>> BEGIN SOURCE DOCUMENT
Assure maximum privacy by creating living trusts. Wills are a matter of public record while, generally, trusts are accessible only by those having a “direct economic interest.” For best results, locate the trust where lawsuits aren’t encouraged and judges don’t like family squabbles. An off-shore situs such as Grand Cayman or the Cook Islands would be a good possibility.

Use a living trust to reduce chances of a contest. The longer a trust has been in existence, the more difficult it is for someone to attack its validity. And a contest is probably less likely if the trustee is an independent third party.

Use combinations of charitable remainder and lead trusts and discounting strategies to minimize taxes and benefit others. Establish them now, and make charitable intentions clear.

Get the best legal and financial advice there is. Don’t tolerate incompetency, inferior solutions and those who allow difficult customers to sign third-rate documents.
>> END SOURCE DOCUMENT
>> BEGIN DATASET CONTENT
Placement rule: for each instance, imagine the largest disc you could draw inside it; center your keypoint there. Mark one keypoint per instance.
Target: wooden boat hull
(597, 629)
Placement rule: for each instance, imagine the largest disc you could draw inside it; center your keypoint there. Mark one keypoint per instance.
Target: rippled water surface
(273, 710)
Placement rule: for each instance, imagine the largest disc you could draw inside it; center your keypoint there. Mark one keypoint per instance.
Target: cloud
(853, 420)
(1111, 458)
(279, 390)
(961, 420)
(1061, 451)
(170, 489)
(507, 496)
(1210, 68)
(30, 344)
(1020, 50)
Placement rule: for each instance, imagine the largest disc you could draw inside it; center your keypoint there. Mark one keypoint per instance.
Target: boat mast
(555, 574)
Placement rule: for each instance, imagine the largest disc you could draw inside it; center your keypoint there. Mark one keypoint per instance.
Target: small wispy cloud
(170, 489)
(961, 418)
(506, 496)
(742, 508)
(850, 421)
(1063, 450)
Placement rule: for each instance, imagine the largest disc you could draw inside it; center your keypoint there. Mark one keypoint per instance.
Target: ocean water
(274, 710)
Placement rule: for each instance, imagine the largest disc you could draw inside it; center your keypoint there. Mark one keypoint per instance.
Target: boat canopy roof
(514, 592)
>> END DATASET CONTENT
• _DIRECTIONS_
In the estate planning advice, write out the passage starting at "Use a living" and ending at "sign third-rate documents.".

• _SOLUTION_
Use a living trust to reduce chances of a contest. The longer a trust has been in existence, the more difficult it is for someone to attack its validity. And a contest is probably less likely if the trustee is an independent third party.

Use combinations of charitable remainder and lead trusts and discounting strategies to minimize taxes and benefit others. Establish them now, and make charitable intentions clear.

Get the best legal and financial advice there is. Don’t tolerate incompetency, inferior solutions and those who allow difficult customers to sign third-rate documents.